● TEXT SHOWN
○ ○ ○
I find this analogy with physics to be particularly enlightening. Because we only see the data of passive observation, we have to account for the fact that a lot of other relationships are confounding the relation of interest. Accounting for these influences means modeling all of these other influences. I think this is an impossible task if done at the same time as building the model and testing the theory. This is where Haavelmo mixes science with engineering and takes the field in a wrong direction. Let me explain. Science is about Cartesian slicing of reality into smaller subsets that are studied in isolation. Engineering is about combining these relationships in a computable model (which generally requires some degree of simplification, the choice of which makes modeling an art) and testing the predictions of the model against new data. What Haavelmo proposes is to blend all these steps into one unique estimation procedure: theory gives us all the theoretical slices and estimation from the data of a passive observation should be able to deliver the properties of the relationships of interest. This sounds crazy and unrealistic. It puts too much weight on the combination of data with theory. Actually, this is generally an ill-posed problem that does not have a solution with passive data alone. Some information is lacking and the system has too many unknown relationships and not enough independent information. Haavelmo was actually aware of that problem, that he called the problem of confluence and that we now call the problem of identification.
Autonomy and the problem of confluent relationships
Haavelmo makes it clear from the beginning that we are interested in relationships that it might not be possible to observe in the data, because they are confounded by other ones occurring simultaneously. The problem of estimating supply and demand curves out of a data set of price and quantities is the classical exemplification of this problem of lack of autonomy that we now call identification. Haavelmo recalls first the goal of economic research as Cartesian slicing:
Our hope in economic theory and research is that it may be possible to establish constant and relatively simple relations between dependent variables, y and a relatively small number of independent variables, x.
○ ○ ○
● DATASET EXCERPTS
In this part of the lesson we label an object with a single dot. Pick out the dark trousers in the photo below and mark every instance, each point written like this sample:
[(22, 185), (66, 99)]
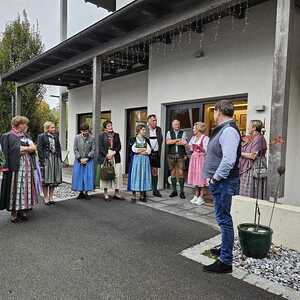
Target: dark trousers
[(222, 194)]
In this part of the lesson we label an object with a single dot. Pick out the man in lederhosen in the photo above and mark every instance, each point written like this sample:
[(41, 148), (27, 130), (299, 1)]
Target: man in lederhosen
[(156, 139), (176, 141)]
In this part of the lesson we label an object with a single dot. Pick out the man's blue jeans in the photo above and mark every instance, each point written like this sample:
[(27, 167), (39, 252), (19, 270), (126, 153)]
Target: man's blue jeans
[(222, 194)]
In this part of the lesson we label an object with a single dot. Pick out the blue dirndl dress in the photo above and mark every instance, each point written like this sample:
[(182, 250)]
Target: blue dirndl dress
[(139, 176)]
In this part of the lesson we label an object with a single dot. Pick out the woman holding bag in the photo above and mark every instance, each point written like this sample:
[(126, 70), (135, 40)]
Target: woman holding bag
[(109, 156), (254, 151), (83, 170)]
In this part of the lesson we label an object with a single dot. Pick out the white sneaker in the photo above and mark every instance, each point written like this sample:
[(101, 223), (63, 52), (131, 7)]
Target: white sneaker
[(200, 201), (194, 200)]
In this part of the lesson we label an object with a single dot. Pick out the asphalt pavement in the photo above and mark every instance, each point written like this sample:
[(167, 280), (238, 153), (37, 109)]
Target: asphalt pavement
[(80, 249)]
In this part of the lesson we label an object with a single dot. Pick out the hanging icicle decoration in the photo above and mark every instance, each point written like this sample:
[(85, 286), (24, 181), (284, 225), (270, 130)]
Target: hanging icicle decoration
[(218, 21), (232, 18), (190, 32), (246, 15)]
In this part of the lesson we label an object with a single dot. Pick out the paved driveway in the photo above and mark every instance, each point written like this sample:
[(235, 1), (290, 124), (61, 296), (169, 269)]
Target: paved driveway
[(98, 250)]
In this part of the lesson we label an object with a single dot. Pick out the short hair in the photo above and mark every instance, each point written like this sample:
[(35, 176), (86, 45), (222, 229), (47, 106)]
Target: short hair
[(106, 123), (139, 128), (257, 124), (226, 107), (47, 125), (151, 116), (84, 127), (18, 120), (200, 126)]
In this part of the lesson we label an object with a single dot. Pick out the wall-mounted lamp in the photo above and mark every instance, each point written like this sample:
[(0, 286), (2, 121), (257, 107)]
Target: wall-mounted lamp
[(199, 54), (260, 108)]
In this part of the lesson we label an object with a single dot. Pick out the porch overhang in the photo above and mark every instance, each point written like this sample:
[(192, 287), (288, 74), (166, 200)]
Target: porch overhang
[(107, 4), (70, 63)]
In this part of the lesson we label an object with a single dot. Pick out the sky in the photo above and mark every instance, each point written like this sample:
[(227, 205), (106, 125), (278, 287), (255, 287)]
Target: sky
[(46, 13)]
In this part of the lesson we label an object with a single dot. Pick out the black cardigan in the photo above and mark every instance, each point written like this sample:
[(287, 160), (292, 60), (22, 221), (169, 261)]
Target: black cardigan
[(104, 147), (44, 147), (11, 146)]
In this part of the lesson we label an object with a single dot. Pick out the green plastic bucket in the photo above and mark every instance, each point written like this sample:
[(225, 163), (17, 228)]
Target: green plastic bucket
[(255, 241)]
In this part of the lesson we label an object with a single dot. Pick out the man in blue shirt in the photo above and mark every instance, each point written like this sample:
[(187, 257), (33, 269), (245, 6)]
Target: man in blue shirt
[(221, 168)]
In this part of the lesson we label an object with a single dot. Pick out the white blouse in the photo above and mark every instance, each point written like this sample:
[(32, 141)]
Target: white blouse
[(194, 141), (135, 149)]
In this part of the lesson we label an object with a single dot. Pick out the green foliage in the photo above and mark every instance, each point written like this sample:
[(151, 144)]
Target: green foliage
[(19, 43)]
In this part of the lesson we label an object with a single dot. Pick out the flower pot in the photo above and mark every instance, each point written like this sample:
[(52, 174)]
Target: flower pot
[(255, 242)]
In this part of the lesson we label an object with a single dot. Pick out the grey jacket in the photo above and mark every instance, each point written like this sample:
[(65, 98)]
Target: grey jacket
[(84, 147)]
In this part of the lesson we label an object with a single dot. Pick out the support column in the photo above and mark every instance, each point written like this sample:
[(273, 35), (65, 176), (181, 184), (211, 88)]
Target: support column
[(18, 102), (62, 90), (63, 20), (62, 120), (281, 87), (97, 84)]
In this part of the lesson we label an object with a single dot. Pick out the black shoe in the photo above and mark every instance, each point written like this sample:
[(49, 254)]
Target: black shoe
[(218, 267), (173, 194), (157, 194), (215, 252)]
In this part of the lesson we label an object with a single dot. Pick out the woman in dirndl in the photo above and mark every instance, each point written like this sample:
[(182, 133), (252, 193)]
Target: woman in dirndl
[(198, 147), (139, 177), (109, 151), (83, 170), (254, 147), (19, 187), (49, 151)]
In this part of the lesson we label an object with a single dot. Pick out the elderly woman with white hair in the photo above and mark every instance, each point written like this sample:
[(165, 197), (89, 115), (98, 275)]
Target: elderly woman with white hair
[(18, 190), (198, 146), (49, 151)]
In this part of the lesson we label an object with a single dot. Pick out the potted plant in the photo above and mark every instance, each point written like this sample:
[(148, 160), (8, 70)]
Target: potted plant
[(256, 239)]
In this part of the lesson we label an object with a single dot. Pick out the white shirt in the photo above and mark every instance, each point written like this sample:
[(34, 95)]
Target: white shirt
[(176, 134), (194, 141), (135, 149), (153, 142)]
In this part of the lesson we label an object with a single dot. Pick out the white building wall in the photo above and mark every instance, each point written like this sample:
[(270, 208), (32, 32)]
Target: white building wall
[(117, 95), (122, 3), (239, 62), (292, 194)]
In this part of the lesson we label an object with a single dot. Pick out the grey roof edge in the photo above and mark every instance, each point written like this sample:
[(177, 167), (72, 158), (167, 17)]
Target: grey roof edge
[(106, 19)]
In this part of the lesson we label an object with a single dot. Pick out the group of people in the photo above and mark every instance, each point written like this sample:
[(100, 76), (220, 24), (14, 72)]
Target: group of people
[(224, 162)]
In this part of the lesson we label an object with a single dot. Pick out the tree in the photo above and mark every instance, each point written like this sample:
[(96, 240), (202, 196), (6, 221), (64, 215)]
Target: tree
[(20, 42)]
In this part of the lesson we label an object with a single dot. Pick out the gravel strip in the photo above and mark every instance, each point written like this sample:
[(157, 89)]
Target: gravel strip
[(281, 266)]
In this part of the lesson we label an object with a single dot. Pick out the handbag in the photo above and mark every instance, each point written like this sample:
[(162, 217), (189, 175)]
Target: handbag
[(107, 171), (260, 168)]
○ ○ ○
● TASK PROMPT
Change "Cartesian slicing" to "Cartesian partitioning" in the passage on Haavelmo, giving it again from the words that have "Autonomy and the" and stopping after "independent variables, x.".

● RIGHT ANSWER
Autonomy and the problem of confluent relationships
Haavelmo makes it clear from the beginning that we are interested in relationships that it might not be possible to observe in the data, because they are confounded by other ones occurring simultaneously. The problem of estimating supply and demand curves out of a data set of price and quantities is the classical exemplification of this problem of lack of autonomy that we now call identification. Haavelmo recalls first the goal of economic research as Cartesian partitioning:
Our hope in economic theory and research is that it may be possible to establish constant and relatively simple relations between dependent variables, y and a relatively small number of independent variables, x.